**ROWS**
* * *

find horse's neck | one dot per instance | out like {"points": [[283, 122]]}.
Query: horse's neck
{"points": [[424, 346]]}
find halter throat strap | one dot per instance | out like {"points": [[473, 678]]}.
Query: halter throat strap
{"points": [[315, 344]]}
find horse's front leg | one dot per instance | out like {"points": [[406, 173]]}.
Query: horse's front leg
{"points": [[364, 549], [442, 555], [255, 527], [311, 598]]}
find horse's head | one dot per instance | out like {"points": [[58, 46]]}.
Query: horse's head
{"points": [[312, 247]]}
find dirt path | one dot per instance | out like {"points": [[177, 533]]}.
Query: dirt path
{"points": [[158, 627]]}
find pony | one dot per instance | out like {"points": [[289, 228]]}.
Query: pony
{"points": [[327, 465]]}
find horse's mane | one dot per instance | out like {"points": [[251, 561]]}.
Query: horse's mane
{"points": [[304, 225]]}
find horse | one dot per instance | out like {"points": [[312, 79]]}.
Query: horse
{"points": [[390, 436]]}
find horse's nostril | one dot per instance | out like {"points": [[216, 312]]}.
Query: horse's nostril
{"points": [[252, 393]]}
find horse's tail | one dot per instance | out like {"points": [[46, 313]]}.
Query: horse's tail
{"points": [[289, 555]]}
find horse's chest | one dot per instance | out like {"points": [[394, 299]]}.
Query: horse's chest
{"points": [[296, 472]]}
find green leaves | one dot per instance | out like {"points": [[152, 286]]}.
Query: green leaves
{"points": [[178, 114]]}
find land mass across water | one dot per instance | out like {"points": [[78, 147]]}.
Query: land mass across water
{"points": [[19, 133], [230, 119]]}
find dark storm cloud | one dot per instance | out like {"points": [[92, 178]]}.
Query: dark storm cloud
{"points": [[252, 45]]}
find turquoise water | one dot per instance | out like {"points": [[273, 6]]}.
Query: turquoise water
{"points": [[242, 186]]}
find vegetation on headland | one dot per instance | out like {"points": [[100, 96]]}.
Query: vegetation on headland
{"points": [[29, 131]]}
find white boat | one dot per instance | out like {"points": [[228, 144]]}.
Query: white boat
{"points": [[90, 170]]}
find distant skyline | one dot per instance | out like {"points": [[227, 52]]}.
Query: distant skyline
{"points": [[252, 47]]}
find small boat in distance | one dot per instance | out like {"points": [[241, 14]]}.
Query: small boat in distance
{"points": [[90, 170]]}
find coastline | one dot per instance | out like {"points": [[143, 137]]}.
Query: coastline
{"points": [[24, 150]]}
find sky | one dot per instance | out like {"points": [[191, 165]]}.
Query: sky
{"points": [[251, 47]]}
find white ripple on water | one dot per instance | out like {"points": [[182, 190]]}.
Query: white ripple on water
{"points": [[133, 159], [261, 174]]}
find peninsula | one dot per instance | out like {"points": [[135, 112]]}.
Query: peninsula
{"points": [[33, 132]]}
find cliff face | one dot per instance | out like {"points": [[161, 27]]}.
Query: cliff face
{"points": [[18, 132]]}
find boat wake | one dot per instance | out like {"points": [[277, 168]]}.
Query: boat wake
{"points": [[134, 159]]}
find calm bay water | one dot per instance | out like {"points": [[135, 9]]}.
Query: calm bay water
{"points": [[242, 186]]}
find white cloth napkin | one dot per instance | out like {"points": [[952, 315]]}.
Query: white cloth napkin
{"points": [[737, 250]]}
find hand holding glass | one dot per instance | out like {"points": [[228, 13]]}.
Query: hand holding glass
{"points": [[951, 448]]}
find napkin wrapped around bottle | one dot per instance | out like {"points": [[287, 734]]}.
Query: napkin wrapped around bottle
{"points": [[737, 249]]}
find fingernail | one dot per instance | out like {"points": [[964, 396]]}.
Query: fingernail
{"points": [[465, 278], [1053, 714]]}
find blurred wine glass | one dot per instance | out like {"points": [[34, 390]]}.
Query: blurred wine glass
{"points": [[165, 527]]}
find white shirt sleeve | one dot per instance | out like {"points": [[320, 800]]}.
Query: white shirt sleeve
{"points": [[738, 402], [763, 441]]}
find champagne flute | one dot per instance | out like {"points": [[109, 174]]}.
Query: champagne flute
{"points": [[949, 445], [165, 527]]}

* * *

**TASK REQUIREMENTS**
Update the data starting with the line containing "find blurred wine" and going on through the end, replacing every occurrence of "one dot per instance" with "a single point per instance" and leaving everything else unchanged.

**TASK RESULT**
find blurred wine glass | a single point per instance | out like {"points": [[34, 390]]}.
Query: blurred wine glass
{"points": [[165, 527]]}
find white shirt sleeve | a single point per instance | out like {"points": [[320, 800]]}.
Query: white shirt sleeve
{"points": [[738, 402], [763, 441]]}
find champagne flute | a single point per instance | out like {"points": [[109, 174]]}.
Query: champagne flute
{"points": [[949, 445], [165, 527]]}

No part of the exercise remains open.